No better place to start our quest than with Aristotle, the founder of Western Philosophy. He was a realist who sought to generalise the ideal life. In his works on ethics he conceived of a virtuous character, which seeks to avoid excess in fulfilling life’s purpose, this was his Golden Mean.

Then we have Plato who founded much of metaphysics, aesthetics, moral and political philosophy. His moral theory featured reason as a means of controlling the passions through wisdom to bring harmony to the various components of the soul. He believed that man contained within him innate ideas, hence the belief in the inspiring role of intuition.

Descartes the French philosopher and father of modern philosophy, who in order to reconstruct a true view of reality doubted everything except his own existence. Hence the origin of: “Cogito ergo sum - I think therefore I am.” Descartes, the melancholy genius, believed that man intuitively possessed knowledge and that this intuition was more dependable than empirical facts.

* _COMPLETE THE FOLLOWING_
[A] In the passage on philosophers, what name did Aristotle give to the virtuous character's avoidance of excess?
[B] Copy the passage on philosophers, beginning at the words "Then we have" and stopping after "than empirical facts.", and replace "passions" with "emotions".
[C] Extend the passage on philosophers beyond its final sentence.

(Entries taken from a collection)
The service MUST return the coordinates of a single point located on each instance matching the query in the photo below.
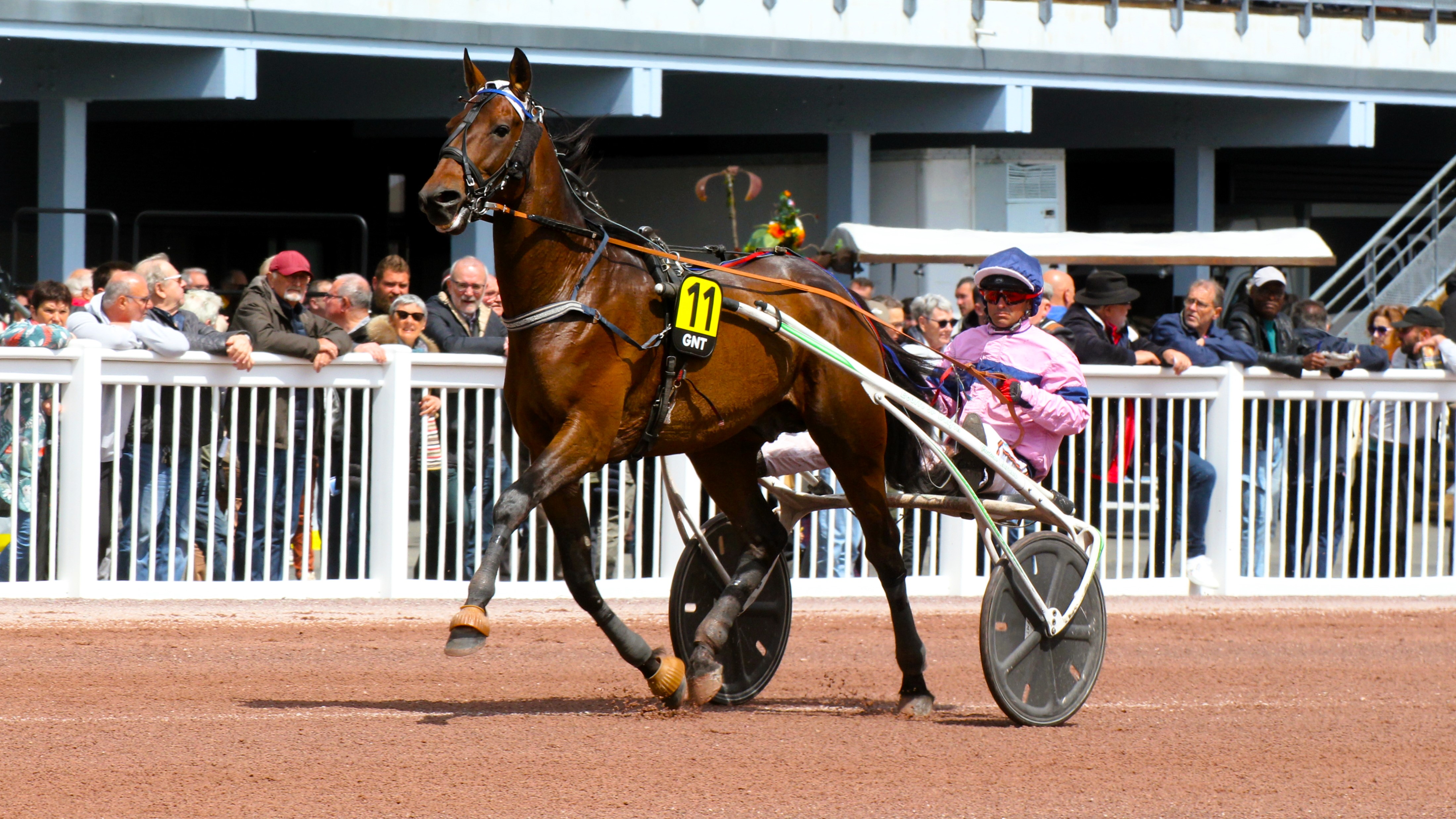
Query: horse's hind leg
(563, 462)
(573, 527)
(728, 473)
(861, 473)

---

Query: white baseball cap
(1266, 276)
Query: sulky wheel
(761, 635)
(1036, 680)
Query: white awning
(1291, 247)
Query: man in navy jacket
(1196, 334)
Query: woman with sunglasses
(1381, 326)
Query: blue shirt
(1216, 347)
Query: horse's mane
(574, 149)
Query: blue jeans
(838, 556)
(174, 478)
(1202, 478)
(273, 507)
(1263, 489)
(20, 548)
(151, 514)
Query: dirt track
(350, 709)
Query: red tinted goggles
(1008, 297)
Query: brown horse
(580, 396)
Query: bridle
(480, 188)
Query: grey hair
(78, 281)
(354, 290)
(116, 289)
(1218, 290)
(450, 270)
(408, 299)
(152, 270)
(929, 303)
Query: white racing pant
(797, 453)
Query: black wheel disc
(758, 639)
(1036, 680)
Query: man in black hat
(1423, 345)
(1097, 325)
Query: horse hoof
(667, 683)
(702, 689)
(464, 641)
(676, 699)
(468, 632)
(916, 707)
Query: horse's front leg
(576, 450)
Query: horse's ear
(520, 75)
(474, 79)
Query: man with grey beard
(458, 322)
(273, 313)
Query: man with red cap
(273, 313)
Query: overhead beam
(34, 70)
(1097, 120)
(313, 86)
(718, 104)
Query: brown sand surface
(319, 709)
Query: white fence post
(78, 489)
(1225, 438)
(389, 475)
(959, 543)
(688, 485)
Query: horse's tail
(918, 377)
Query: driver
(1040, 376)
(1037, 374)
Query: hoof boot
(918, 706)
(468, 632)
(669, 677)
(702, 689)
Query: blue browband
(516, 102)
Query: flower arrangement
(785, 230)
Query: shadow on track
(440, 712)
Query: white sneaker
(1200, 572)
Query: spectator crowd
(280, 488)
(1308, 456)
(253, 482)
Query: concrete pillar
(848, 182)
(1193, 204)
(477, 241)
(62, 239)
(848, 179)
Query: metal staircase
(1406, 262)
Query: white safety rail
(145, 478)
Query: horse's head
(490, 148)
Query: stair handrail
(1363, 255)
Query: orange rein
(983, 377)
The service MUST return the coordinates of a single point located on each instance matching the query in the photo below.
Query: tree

* _RESULTS FOR EACH TASK_
[A] His Golden Mean.

[B]
Then we have Plato who founded much of metaphysics, aesthetics, moral and political philosophy. His moral theory featured reason as a means of controlling the emotions through wisdom to bring harmony to the various components of the soul. He believed that man contained within him innate ideas, hence the belief in the inspiring role of intuition.

Descartes the French philosopher and father of modern philosophy, who in order to reconstruct a true view of reality doubted everything except his own existence. Hence the origin of: “Cogito ergo sum - I think therefore I am.” Descartes, the melancholy genius, believed that man intuitively possessed knowledge and that this intuition was more dependable than empirical facts.

[C]
Voltaire like Plato believed that man in his quest for a more meaningful life could perfect himself through the pursuit of reason and science. Voltaire used his formidable wit and mighty quill to fight against injustice, the excesses of authority, intolerance and fanaticism while he actively promoted intellectual freedom at a time when one could lose ones head for less.

The Anglo Saxon tradition of Hume, Hobbes and Locke and the empirical school of thinking on the other hand shunned the role of intuition and believed in verification only by the powers of observation, our own experiences and experimentation.

Yet many more great thinkers through the ages have believed that man’s “stored information”, is not limited to his own memories, past experiences and learnt facts. There is “one mind” common to all individuals, Emerson said. Ideas are not only innate in the Platonic sense but also out there often from sources we least expect, and they come to us from sources outside ourselves.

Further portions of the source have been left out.